What to do: Continue the canal boating diary from the last sentence shown, keeping its first-person voice.

Supplied text:
____________________
Hireboats waiting for this season's hirers above lock 6 Pont-a-Bar
We got on with our routine and set up the TV, etc. Mike moved the car, which he’d left parked on the road by the lock this morning, and brought it down the path so it was next to the boat. I gave him a hand to get the empty gas bottle out of the front locker and he went to get a refill and get some petrol for the genie. Just before he left at 4 pm the DB Rosa went past heading uphill – it HAD taken the VNF almost three hours! Nice boat with a lovely sounding slow-running diesel engine. 

Friday 19th April 2013 Tannay to Malmy. 11.9 kms 2 locks

Moored nr Tannay on summit of C des Ardennes

3.6°C (Glad we lit the coal fire overnight!) Grey clouds with sunny spells. Cold wind. Shell boat L’Heritage went past at 9.45 a.m. heading the same way as us. We said we’d follow them today. I asked if they’d had a pleasant stay in Le Chesne and she said they’d had a meal out. We set off at 10.10 a.m. It was about 3.5 kms to the first lock. Beyond the derelict house there was a row of green buoys along the right side of the canal and we could see that a whole length of piling had collapsed. Not really surprising as they don’t add bracing bars when they do their piling here in France. A buzzard sitting in a tree remained there long enough for Mike to switch the camera on and he just got the tail and flight feathers of it as it took off.
____________________
Data provided:

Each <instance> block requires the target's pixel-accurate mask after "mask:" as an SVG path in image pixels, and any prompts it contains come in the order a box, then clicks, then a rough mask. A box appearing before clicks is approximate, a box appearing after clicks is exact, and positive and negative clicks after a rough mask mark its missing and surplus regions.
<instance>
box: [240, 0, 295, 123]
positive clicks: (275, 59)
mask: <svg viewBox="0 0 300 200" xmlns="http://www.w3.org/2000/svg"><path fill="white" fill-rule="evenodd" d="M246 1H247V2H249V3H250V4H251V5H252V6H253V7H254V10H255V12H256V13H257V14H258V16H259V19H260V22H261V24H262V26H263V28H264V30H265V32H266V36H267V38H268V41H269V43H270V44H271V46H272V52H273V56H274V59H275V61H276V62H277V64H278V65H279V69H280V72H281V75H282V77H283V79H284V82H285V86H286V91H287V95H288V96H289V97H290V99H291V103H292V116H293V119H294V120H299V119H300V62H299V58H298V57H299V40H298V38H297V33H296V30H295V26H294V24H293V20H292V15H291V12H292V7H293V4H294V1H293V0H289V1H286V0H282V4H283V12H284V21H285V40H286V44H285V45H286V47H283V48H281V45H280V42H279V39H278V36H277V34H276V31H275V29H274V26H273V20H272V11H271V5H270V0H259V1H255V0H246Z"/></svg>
____________________
Response below:
Bank erosion caused by excessive wash. Below lk 1 Sauville
We could hear another buzzard close by in some dead trees and guessed there might be a nest. As we went round the last bend before lock 1 Sauville we could see the blue cabin of L’Heritage leaving the lock. The telecommand now came into use and we zapped the post where there was a lightning pyramid on top, the yellow light on it flashed to say it had received a signal and the lock lights went from just red to red and green. We crossed a little aqueduct over a stream that runs into La Bar, a tributary of the Meuse, whose valley the canal follows down to the river. 
Lock 2 La Cassine
The lock filled and we went down. Each of these seven locks were equipped sometime during the 1920s or 1930s with pumping stations that back pump water from the river up to the summit in times of water shortage. 3.65 kms to the next. The wind was chilly as the countryside changed from pastureland to woodland. A jay flew over, squawking loudly. The sloping grassy banks supporting the towpath had been eroded by the excessive wash of passing boats; the VNF had made a vain attempt to stop this by adding a few large plastic sacks full of earth along the edge. Beyond the towpath there was a long open grassy field with the woodland still beyond it. 
Back-pumping station at La Cassine.
Each of the seven locks down to the Meuse has one.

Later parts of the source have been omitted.